→ Reading text
*****

Thanks alot as always,

Joe :thumb:


----------



## Rollini (Mar 23, 2012)

The interview depending if it's just you or like a group assessment they'll want to see your confidence, you looking smart, why they should take you on above other people that always apply for stuff like that. 

They'll want to see your eager and will work your backside off :thumbs: and if your told they'll get back to you. Get a number do you can contact them as this then shows your when more eager etc. 

Good luck with it all. I'm currently going through the same thing st the mo. remember though it will never be an instant thing. Can't take up to a year to be arranged with such a huge company.


----------



## Yowfailed (Mar 14, 2012)

Be honest, confident and know the company and its products  Good luck


----------



## Bero (Mar 9, 2008)

No need to BS or drop keywords.  Tell them you've wanted to be a car salesman for sometime, but nothing came up so you started your own business and made your own opportunities, it shows your a self starter and driven to make your own opportunities when you need to. Speak about the specific skills you use in your detailing work that are applicable to car sales (following up leads in an appropriate time, calling old customers to see how they're getting on and if they are interested in another detail) and speak about your personall frustrations dealing with car sales men and how you're different.

And know the current and future BMW line up....and their second hand cars currently in their forecourt....almost certainly one of these things can be used in conversation, or specifically asked about.


----------



## Reflectology (Jul 29, 2009)

i think your biggest issue may be when you are asked to sell inferior protection packages to customers knowing full well that you have conned them out of an extra amount of cash....thats something you would have to deal with though....

Good luck with the interview mate and hope you are successful....


----------



## The Cueball (Feb 8, 2007)

Maybe ask them why BMW's don't come with indicators as standard?!?!??!!

:thumb:


----------



## Concho (Jan 11, 2011)

Sounds like a good opportunity. Be confident but not arrogant and show genuine passion, which it sounds like you have.

Good luck with the interview.


----------



## JD-Cumbria (Oct 31, 2011)

Reflectology said:


> i think your biggest issue may be when you are asked to sell inferior protection packages to customers knowing full well that you have conned them out of an extra amount of cash....thats something you would have to deal with though....
> 
> Good luck with the interview mate and hope you are successful....


I have thought about that mate, but like you said i'll just have to deal with it i guess.


----------



## vroomtshh (Nov 23, 2009)

*****

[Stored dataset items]
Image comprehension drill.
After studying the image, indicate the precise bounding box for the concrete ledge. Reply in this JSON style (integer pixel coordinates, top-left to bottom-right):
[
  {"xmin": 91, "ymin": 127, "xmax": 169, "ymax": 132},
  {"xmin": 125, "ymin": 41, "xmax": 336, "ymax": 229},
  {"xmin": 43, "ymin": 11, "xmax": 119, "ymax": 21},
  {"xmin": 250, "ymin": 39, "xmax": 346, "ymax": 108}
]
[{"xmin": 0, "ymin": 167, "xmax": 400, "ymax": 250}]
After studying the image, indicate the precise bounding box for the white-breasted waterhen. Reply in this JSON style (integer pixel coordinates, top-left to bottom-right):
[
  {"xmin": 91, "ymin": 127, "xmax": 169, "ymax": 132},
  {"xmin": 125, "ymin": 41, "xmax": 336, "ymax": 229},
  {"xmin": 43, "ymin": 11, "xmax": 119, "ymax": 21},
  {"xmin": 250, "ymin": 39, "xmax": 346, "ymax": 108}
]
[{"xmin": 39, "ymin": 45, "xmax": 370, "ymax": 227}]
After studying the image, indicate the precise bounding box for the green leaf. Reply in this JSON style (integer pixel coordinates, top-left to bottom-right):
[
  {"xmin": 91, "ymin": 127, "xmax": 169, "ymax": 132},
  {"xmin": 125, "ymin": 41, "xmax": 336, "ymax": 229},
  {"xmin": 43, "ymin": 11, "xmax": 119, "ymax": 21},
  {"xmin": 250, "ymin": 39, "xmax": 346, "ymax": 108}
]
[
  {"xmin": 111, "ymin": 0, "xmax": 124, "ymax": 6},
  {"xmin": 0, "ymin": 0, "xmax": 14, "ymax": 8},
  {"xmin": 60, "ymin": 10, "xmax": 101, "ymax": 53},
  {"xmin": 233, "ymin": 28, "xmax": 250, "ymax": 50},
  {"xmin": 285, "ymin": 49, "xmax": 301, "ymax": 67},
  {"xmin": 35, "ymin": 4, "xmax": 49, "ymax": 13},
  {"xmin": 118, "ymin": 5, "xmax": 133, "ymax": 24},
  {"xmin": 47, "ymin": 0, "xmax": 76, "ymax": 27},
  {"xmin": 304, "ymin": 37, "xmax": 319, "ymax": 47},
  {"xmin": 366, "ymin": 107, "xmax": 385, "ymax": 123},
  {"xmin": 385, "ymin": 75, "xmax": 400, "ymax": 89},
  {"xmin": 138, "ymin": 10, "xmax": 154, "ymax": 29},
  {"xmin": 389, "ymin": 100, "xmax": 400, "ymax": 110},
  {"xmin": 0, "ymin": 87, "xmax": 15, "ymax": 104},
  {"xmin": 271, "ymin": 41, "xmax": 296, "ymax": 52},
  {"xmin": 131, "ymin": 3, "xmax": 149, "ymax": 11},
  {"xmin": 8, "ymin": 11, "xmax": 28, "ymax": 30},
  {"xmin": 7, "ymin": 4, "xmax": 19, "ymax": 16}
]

*****

→ What this task involves
In the interview advice thread, what does Bero say the applicant should know about BMW? These items were drawn from a source separate from the interview advice thread.

→ Written response
The current and future BMW lineup and the used cars currently on their forecourt.